WORK TO BE COMPLETED:
Make an exact copy of the listing below.
======== GIVEN DATA
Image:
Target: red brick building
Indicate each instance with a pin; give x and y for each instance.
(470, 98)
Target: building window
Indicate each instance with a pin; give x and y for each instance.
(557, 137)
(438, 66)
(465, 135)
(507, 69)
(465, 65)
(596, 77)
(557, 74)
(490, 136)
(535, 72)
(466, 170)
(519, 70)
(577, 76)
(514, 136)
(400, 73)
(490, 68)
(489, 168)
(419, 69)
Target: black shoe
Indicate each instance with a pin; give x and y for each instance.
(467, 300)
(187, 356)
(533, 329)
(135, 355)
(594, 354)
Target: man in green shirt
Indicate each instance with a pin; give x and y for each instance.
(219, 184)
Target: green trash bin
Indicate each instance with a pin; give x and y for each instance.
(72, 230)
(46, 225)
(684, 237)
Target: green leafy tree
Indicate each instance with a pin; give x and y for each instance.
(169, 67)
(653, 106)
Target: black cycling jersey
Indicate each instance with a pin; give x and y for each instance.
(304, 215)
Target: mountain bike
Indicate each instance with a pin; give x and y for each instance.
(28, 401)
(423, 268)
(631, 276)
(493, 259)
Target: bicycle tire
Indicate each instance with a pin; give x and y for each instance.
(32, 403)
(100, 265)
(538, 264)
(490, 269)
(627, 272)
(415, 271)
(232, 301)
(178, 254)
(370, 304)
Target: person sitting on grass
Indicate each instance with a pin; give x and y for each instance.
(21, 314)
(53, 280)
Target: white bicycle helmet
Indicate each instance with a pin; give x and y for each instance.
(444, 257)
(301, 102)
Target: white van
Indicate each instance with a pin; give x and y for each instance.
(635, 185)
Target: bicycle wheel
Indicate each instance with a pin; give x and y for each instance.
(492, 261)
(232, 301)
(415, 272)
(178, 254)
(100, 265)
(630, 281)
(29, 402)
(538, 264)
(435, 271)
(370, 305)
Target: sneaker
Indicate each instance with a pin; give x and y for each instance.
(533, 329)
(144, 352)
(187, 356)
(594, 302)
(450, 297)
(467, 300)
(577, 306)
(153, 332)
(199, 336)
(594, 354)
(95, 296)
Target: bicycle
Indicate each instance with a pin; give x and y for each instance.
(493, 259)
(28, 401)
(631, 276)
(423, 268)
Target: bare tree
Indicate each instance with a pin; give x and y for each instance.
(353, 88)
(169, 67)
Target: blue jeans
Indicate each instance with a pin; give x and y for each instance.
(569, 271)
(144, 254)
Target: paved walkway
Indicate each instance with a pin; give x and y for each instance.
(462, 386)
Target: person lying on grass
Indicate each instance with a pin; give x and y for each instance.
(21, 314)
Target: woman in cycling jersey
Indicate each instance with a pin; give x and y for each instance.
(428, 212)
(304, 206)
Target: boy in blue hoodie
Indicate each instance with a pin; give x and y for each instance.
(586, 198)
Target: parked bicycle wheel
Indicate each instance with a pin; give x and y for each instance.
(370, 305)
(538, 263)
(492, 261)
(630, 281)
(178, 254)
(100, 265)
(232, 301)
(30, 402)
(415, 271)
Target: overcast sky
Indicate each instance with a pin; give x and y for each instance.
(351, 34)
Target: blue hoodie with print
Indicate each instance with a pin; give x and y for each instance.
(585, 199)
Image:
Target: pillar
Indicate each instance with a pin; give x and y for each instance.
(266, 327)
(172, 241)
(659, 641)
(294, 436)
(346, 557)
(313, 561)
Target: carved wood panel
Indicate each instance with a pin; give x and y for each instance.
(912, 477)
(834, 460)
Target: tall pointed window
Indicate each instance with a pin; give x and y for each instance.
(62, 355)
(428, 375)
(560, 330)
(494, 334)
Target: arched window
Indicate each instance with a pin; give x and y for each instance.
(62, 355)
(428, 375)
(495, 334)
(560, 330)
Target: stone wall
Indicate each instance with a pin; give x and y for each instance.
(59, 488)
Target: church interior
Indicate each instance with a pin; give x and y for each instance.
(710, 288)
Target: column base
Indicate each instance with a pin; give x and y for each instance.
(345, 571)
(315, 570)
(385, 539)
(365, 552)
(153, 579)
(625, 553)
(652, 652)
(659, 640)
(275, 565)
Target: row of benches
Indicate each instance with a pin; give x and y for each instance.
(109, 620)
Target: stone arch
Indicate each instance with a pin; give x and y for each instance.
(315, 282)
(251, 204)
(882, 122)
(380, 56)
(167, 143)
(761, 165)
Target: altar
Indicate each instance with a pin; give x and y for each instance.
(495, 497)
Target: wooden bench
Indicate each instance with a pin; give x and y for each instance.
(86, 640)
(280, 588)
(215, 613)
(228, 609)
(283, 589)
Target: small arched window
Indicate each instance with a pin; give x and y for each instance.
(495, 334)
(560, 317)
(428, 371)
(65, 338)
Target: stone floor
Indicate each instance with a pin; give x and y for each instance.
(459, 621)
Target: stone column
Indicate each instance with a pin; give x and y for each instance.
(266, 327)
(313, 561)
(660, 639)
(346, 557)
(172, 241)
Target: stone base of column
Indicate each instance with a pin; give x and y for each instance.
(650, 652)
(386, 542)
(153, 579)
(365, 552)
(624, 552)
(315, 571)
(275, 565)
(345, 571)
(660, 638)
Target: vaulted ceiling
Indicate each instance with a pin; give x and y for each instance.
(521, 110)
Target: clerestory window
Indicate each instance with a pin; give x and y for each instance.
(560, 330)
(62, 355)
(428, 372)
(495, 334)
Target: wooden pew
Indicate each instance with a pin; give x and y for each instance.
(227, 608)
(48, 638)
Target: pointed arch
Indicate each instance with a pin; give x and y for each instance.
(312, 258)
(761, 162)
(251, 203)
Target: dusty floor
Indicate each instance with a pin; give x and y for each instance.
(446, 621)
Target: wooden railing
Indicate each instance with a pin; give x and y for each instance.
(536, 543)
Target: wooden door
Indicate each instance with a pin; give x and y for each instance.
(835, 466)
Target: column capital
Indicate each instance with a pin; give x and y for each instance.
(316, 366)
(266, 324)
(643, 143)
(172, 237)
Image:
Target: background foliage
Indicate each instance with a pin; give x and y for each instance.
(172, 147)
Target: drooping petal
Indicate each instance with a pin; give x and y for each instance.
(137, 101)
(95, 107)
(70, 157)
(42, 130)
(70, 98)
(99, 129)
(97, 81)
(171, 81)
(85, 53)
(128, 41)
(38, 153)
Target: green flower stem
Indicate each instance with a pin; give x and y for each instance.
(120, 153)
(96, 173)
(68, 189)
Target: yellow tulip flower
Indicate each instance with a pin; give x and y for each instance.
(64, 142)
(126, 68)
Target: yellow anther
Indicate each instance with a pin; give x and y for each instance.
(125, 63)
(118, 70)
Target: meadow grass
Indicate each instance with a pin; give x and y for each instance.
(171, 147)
================
EXERCISE OUTPUT:
Image:
Target: red brick building
Indicate each instance with a pin; give x and y for each instance.
(470, 98)
Target: building window
Indicate each instance with a pin; give x and y for each instance.
(557, 137)
(438, 66)
(465, 135)
(507, 69)
(465, 65)
(596, 77)
(557, 74)
(490, 136)
(535, 72)
(466, 170)
(519, 70)
(577, 76)
(514, 136)
(400, 73)
(490, 68)
(489, 168)
(419, 69)
Target: black shoe
Indicate each instance with a pin; give x and y for each instance.
(467, 300)
(187, 356)
(533, 329)
(135, 355)
(594, 354)
Target: man in green shirt
Indicate each instance with a pin; give x and y for each instance.
(219, 184)
Target: green trash bin
Indicate each instance with a pin; give x and y for each instance.
(72, 230)
(46, 225)
(684, 237)
Target: green leafy tree
Indicate each instance with a pin; give x and y for each instance.
(169, 67)
(653, 106)
Target: black cycling jersey
Indicate each instance with a pin; give x and y for each instance.
(304, 215)
Target: mountain bike
Indicate each instance with a pin; give x and y for each instance.
(28, 401)
(423, 268)
(631, 276)
(493, 259)
Target: bicycle tire
Indicate each instance with a pin; give x and y for each instance.
(32, 403)
(100, 265)
(538, 264)
(490, 269)
(627, 272)
(415, 271)
(232, 301)
(178, 254)
(370, 304)
Target: person sitting on grass
Indicate each instance with a pin; give x and y for each instance.
(21, 314)
(53, 280)
Target: white bicycle helmet
Indicate each instance with a pin; give x and y for each instance.
(444, 257)
(301, 102)
Target: white van
Indicate each instance with a pin; give x and y for each instance.
(635, 185)
Target: bicycle wheel
Indicate each instance with a pin; give x and y for each instance.
(492, 261)
(232, 301)
(415, 272)
(178, 254)
(100, 265)
(630, 281)
(29, 402)
(538, 264)
(435, 271)
(370, 305)
Target: sneaker
Indicate each instance with a pin; give x and y for each instance.
(533, 329)
(144, 352)
(187, 356)
(594, 302)
(450, 297)
(467, 300)
(577, 306)
(153, 332)
(199, 336)
(594, 354)
(95, 296)
Target: bicycle
Indicate each instance with a pin; give x and y for each instance.
(493, 259)
(28, 401)
(631, 276)
(423, 268)
Target: bare tree
Indicate each instance with a pin; give x and y for each instance.
(353, 88)
(169, 67)
Target: blue jeans
Indicate each instance with a pin; give x and y for each instance.
(569, 271)
(144, 254)
Target: paved walkway
Indicate each instance with a pin; give x and y for each instance.
(462, 386)
Target: person lying on grass
Indicate each instance with a pin; give x and y for each instance.
(21, 314)
Target: woman in cycling jersey
Indicate each instance with a pin; give x and y for each instance.
(428, 212)
(304, 206)
Target: boy in blue hoodie
Indicate each instance with a pin; give x and y for each instance.
(586, 198)
Target: parked bicycle wheel
Indicate each instance with a pin; give x and y for each instance.
(370, 305)
(538, 263)
(492, 261)
(630, 281)
(178, 254)
(100, 265)
(232, 301)
(30, 402)
(415, 271)
Target: overcast sky
Indicate each instance with a pin; give x and y for each instance.
(351, 34)
Target: blue hoodie with print
Indicate each instance with a pin; give x and y for each instance.
(585, 199)
Image:
Target: pillar
Indicate each instance with a pin; give x and y for each instance.
(266, 327)
(172, 241)
(659, 641)
(294, 436)
(346, 557)
(313, 561)
Target: carved wood panel
Indicate each instance with a pin; give x and y for each instance.
(912, 477)
(834, 460)
Target: tall pointed window
Indicate each instance with a pin; give x and y for each instance.
(62, 355)
(428, 375)
(560, 330)
(494, 334)
Target: arched window
Indicate each instance with a pin; give x and y for each instance.
(62, 355)
(428, 375)
(495, 334)
(560, 330)
Target: stone wall
Indicate each instance with a pin; give x and y for each instance.
(59, 488)
Target: church interior
Indicate each instance with a pin; give x and y for each instance.
(710, 288)
Target: column base
Indicate each instance with a pin; give x and y for each instance.
(345, 571)
(315, 570)
(385, 539)
(365, 552)
(153, 579)
(625, 553)
(652, 652)
(659, 640)
(275, 565)
Target: row of benches
Indicate each instance with a pin; give x and y for each instance.
(109, 620)
Target: stone arch
Indicate each instance with a pin; give x and y for each instance.
(315, 282)
(251, 204)
(882, 122)
(380, 56)
(167, 143)
(761, 165)
Target: altar
Indicate each instance with a pin; give x and y for each instance.
(495, 497)
Target: wooden bench
Indicate each instance with a pin; give x and y for each instance.
(86, 640)
(280, 588)
(215, 613)
(228, 609)
(283, 589)
Target: small arched window
Indicate each instance with a pin; give x and y for each instance.
(495, 334)
(560, 317)
(428, 371)
(65, 338)
Target: stone floor
Indicate each instance with a pin; give x and y for each instance.
(459, 621)
Target: stone column
Indicate each instance with a pin; give x and y for each instance.
(266, 327)
(313, 561)
(660, 639)
(346, 557)
(172, 241)
Target: stone base of column
Indicate each instance with a pin; give x and y for each instance.
(650, 652)
(386, 542)
(153, 579)
(365, 552)
(624, 552)
(315, 571)
(275, 565)
(345, 571)
(660, 638)
Target: vaulted ceiling
Indicate each instance with a pin; give x and y for each instance.
(521, 110)
Target: clerestory window
Indicate each instance with a pin; give x and y for each instance.
(560, 330)
(62, 355)
(428, 372)
(495, 334)
Target: wooden pew
Indicate each instance with a pin; give x and y for each instance.
(227, 608)
(48, 638)
Target: pointed arch
Indicate each instance with a pin; give x and y for each instance.
(312, 258)
(761, 162)
(251, 203)
Target: dusty floor
Indicate each instance with a pin; give x and y for each instance.
(446, 621)
Target: wooden railing
Indicate each instance with a pin; give x and y for each instance.
(536, 543)
Target: wooden door
Indicate each instance with a pin; give x and y for each instance.
(835, 466)
Target: column capital
Indicate each instance with a pin; give x and y for each instance.
(316, 366)
(266, 324)
(643, 143)
(172, 237)
Image:
Target: background foliage
Indicate each instance with a pin; give x and y for each instance.
(172, 147)
Target: drooping petal
Indicate each instance with a pin; give x and y for each instance.
(137, 101)
(95, 107)
(70, 157)
(42, 130)
(70, 98)
(99, 129)
(97, 81)
(171, 81)
(85, 53)
(128, 41)
(38, 153)
Target: green flower stem
Indicate each instance with a pin; give x and y for each instance.
(120, 153)
(96, 173)
(68, 189)
Target: yellow tulip flower
Indicate each instance with a pin; give x and y for each instance.
(64, 142)
(126, 68)
Target: yellow anther
Indicate each instance with a pin; give x and y for each instance.
(125, 63)
(118, 70)
Target: meadow grass
Indicate each instance with a pin; give x and y for each instance.
(171, 147)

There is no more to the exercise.